Problem description:
From the first line onward, reproduce the records exactly; the final line to include is the one holding "x=442 y=418".

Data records
----
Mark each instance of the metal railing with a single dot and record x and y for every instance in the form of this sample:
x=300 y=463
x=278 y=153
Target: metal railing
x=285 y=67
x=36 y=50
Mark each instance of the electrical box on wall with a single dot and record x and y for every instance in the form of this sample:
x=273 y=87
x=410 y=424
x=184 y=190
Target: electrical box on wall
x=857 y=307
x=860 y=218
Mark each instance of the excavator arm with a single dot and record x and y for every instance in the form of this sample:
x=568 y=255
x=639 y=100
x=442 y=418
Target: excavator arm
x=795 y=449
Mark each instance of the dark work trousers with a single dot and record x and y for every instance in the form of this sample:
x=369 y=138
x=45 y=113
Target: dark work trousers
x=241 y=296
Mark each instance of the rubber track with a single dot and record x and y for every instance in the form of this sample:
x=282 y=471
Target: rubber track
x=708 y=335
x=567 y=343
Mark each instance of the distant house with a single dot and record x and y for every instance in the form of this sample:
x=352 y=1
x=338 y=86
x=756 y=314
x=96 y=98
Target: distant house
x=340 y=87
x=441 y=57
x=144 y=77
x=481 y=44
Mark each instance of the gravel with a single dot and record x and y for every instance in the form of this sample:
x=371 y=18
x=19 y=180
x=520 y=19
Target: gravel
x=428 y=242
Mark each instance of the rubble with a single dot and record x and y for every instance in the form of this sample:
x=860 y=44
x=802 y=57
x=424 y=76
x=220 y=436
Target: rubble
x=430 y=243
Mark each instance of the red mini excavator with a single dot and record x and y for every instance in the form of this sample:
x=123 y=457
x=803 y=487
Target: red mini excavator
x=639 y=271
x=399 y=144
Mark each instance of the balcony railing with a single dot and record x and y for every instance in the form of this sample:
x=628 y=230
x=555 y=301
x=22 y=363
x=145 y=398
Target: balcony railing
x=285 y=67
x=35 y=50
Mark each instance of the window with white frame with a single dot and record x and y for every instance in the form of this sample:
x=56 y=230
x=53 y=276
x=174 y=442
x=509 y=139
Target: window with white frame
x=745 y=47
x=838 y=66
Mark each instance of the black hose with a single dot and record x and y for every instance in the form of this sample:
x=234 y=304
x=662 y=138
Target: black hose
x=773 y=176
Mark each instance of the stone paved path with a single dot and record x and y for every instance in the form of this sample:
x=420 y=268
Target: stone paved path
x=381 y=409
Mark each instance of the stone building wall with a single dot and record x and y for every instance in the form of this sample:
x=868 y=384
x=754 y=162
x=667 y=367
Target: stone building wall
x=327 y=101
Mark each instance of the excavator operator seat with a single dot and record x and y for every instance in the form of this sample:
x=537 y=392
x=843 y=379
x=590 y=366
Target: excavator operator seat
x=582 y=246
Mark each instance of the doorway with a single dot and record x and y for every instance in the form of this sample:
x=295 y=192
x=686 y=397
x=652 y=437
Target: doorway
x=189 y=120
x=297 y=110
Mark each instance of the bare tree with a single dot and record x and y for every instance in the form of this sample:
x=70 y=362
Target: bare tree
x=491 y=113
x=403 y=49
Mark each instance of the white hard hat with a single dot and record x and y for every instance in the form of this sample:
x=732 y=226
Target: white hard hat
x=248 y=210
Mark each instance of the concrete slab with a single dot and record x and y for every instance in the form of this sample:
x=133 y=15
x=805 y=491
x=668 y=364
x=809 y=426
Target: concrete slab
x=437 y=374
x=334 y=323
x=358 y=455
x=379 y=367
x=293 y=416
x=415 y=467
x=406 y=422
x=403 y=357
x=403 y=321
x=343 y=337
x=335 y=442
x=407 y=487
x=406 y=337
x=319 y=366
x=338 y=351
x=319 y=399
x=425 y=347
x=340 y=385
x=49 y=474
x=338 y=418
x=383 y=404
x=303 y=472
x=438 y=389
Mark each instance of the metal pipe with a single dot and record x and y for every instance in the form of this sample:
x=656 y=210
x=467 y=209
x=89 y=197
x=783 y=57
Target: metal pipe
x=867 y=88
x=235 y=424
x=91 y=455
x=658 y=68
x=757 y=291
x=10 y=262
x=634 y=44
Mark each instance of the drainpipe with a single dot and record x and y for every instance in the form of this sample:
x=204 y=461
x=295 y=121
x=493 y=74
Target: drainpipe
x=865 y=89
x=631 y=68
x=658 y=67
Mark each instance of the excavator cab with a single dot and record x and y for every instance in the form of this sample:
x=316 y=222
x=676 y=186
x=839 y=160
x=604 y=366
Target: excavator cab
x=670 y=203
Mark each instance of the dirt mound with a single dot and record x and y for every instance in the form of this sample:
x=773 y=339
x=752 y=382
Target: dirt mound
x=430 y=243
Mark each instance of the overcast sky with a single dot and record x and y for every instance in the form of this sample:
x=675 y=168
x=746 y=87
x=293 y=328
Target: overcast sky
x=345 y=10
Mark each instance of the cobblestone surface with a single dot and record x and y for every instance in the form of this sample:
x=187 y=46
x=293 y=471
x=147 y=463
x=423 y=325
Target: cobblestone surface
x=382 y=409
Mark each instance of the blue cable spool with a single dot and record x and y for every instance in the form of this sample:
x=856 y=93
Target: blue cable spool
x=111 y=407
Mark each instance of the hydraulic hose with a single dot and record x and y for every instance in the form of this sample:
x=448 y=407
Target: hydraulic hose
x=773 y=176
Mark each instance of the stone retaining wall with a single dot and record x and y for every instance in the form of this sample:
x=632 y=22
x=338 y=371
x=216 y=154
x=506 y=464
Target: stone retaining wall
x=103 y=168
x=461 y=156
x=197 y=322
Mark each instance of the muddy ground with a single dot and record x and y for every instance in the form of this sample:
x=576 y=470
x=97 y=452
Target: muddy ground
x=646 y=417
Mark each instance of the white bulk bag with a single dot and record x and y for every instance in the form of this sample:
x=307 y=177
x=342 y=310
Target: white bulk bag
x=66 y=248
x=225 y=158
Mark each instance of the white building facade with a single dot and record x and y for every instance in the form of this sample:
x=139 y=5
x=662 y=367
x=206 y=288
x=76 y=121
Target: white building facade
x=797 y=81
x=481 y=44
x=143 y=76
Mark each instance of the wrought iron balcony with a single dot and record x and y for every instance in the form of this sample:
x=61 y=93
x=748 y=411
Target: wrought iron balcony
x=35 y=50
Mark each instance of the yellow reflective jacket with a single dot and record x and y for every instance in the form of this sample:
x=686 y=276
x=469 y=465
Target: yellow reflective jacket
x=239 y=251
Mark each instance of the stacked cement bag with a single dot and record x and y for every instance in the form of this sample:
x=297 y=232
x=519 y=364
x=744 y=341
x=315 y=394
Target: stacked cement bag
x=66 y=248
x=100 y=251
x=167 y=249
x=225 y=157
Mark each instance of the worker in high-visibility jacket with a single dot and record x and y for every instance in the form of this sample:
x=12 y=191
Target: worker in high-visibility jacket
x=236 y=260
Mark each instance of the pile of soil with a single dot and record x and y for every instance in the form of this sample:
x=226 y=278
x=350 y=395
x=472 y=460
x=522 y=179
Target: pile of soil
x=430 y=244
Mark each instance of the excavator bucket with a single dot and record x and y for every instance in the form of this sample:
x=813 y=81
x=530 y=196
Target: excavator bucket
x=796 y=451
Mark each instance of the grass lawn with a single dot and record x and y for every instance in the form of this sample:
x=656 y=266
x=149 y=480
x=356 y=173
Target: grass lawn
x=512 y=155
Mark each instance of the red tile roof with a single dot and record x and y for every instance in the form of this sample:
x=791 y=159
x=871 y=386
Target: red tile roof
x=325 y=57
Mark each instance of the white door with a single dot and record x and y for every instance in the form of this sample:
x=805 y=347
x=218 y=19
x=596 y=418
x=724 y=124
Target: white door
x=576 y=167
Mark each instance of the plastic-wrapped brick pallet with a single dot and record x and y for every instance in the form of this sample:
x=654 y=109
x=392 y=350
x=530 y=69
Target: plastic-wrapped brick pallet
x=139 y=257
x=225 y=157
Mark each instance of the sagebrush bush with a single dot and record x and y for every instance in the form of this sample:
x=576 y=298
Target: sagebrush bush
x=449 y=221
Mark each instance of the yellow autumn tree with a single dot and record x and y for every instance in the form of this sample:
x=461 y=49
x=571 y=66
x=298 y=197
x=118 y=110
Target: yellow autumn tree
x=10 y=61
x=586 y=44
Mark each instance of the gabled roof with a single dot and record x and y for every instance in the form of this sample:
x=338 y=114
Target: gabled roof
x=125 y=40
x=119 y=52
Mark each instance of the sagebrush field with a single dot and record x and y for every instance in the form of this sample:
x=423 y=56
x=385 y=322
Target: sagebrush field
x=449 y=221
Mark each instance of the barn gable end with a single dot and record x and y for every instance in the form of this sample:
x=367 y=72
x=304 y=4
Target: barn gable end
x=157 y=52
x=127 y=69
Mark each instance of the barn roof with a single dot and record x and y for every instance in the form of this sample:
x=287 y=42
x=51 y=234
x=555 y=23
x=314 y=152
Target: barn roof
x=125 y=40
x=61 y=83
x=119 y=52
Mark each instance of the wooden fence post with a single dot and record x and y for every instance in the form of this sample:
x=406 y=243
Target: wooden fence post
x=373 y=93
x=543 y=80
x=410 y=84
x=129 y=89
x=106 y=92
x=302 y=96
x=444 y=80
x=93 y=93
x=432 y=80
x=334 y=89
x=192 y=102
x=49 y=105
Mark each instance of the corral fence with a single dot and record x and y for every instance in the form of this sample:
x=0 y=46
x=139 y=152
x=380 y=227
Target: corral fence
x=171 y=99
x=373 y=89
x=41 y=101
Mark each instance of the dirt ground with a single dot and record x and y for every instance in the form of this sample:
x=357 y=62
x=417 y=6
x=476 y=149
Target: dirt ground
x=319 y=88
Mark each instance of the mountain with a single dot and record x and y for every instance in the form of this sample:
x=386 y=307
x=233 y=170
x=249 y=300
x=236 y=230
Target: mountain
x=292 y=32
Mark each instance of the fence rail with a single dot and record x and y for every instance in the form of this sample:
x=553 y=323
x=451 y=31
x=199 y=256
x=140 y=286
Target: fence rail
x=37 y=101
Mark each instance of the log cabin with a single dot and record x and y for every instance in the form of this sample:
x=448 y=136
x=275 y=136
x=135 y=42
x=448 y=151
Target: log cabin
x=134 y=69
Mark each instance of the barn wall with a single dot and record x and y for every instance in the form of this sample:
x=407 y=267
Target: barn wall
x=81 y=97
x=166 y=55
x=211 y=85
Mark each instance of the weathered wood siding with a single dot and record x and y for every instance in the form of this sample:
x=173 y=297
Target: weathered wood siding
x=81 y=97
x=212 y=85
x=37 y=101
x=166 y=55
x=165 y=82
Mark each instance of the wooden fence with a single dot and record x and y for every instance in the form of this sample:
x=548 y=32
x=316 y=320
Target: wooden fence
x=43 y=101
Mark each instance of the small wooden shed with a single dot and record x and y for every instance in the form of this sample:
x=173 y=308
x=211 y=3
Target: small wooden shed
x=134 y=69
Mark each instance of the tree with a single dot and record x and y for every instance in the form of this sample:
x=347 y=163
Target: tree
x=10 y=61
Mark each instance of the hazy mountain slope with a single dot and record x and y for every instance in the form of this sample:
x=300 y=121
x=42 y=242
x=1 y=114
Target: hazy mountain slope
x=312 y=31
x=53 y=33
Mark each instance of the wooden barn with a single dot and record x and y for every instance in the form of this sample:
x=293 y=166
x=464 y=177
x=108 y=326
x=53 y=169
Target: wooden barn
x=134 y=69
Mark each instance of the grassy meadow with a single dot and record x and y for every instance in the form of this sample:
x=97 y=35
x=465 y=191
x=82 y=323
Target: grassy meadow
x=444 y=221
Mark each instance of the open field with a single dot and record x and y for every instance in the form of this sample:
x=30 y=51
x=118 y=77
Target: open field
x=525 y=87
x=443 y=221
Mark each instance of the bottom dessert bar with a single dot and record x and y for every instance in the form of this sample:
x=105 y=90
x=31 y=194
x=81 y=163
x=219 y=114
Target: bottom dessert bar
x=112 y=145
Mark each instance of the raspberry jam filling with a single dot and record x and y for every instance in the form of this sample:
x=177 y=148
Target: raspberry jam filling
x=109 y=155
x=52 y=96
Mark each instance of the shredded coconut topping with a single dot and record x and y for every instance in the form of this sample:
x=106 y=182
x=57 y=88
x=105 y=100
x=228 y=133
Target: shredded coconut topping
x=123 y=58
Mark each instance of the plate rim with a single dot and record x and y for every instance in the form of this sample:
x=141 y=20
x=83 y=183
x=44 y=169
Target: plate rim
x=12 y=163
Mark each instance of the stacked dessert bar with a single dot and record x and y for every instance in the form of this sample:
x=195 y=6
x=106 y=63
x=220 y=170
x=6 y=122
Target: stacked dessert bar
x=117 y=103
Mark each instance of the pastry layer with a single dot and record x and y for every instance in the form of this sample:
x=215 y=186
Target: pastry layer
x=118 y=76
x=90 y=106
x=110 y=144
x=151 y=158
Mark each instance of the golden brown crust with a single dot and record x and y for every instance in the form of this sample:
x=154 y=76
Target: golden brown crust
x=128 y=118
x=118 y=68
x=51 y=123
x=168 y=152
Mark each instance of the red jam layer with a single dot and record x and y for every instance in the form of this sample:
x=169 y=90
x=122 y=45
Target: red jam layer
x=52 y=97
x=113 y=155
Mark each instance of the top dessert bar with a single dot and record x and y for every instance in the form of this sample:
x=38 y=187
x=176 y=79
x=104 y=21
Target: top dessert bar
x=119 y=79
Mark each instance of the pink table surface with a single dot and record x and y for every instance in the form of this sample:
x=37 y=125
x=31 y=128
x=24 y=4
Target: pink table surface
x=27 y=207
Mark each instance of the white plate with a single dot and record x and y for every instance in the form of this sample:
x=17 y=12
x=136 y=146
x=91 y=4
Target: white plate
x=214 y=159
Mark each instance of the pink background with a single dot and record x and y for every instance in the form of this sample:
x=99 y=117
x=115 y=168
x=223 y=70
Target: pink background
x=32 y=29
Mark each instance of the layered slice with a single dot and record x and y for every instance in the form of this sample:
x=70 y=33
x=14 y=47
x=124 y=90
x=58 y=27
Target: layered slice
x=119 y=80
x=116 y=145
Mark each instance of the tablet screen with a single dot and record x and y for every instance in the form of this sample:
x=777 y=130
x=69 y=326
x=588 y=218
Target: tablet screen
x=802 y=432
----
Answer to the exercise:
Mark each instance of the metal railing with a single dot and record x and y for every instance in the form of this sample:
x=300 y=463
x=278 y=153
Target: metal railing
x=285 y=67
x=36 y=50
Mark each instance of the electrical box on wall with a single dot and record x and y for every instance in the form of this sample:
x=273 y=87
x=410 y=424
x=184 y=190
Target: electrical box on wall
x=857 y=307
x=860 y=218
Mark each instance of the excavator arm with a single dot and record x and y for every instance in the form of this sample:
x=568 y=255
x=639 y=100
x=442 y=418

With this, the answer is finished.